Extracted information -
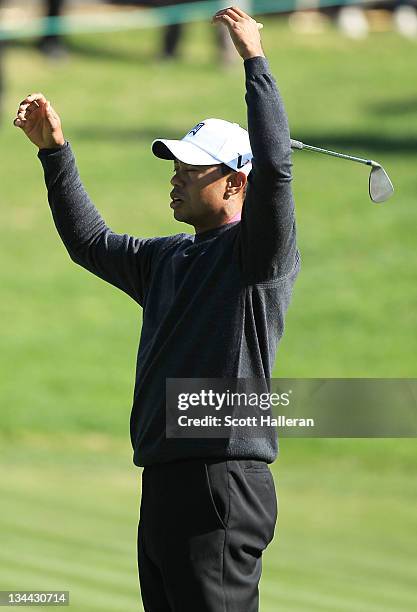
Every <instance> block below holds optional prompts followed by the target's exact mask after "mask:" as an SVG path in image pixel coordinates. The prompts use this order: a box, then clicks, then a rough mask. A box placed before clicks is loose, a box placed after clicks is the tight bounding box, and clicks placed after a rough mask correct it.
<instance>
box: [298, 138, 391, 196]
---
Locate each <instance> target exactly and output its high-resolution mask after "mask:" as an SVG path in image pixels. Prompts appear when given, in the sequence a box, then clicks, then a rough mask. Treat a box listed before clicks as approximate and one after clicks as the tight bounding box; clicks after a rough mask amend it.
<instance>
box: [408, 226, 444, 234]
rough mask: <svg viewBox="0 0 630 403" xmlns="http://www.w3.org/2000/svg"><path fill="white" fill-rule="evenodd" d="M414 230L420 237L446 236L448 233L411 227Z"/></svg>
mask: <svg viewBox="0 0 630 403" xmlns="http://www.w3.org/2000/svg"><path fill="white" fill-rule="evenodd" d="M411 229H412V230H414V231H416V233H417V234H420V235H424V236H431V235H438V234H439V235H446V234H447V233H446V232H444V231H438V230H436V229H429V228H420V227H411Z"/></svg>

Problem statement -
Every line in the data that holds the string "instance" should be returned.

Written reply -
Every <instance> block below holds optional prompts followed by the target's exact mask after "mask:" as an SVG path in image pixel coordinates. The prompts use this order: a box, then clicks, then a rough mask. A box placed before clicks is loose, a box placed after clicks is the tight bounding box, and clicks placed after a rough mask correct it.
<instance>
Locate each <instance> target exactly and output its high-resolution mask after "mask:" as an SVG path in image pixels. Prompts appear when given, in the sequence a box, then clicks, then a rough mask. Treat a box listed before clicks as approximate and one after clicks as the tight bounding box; clicks after a rough mask amend it.
<instance>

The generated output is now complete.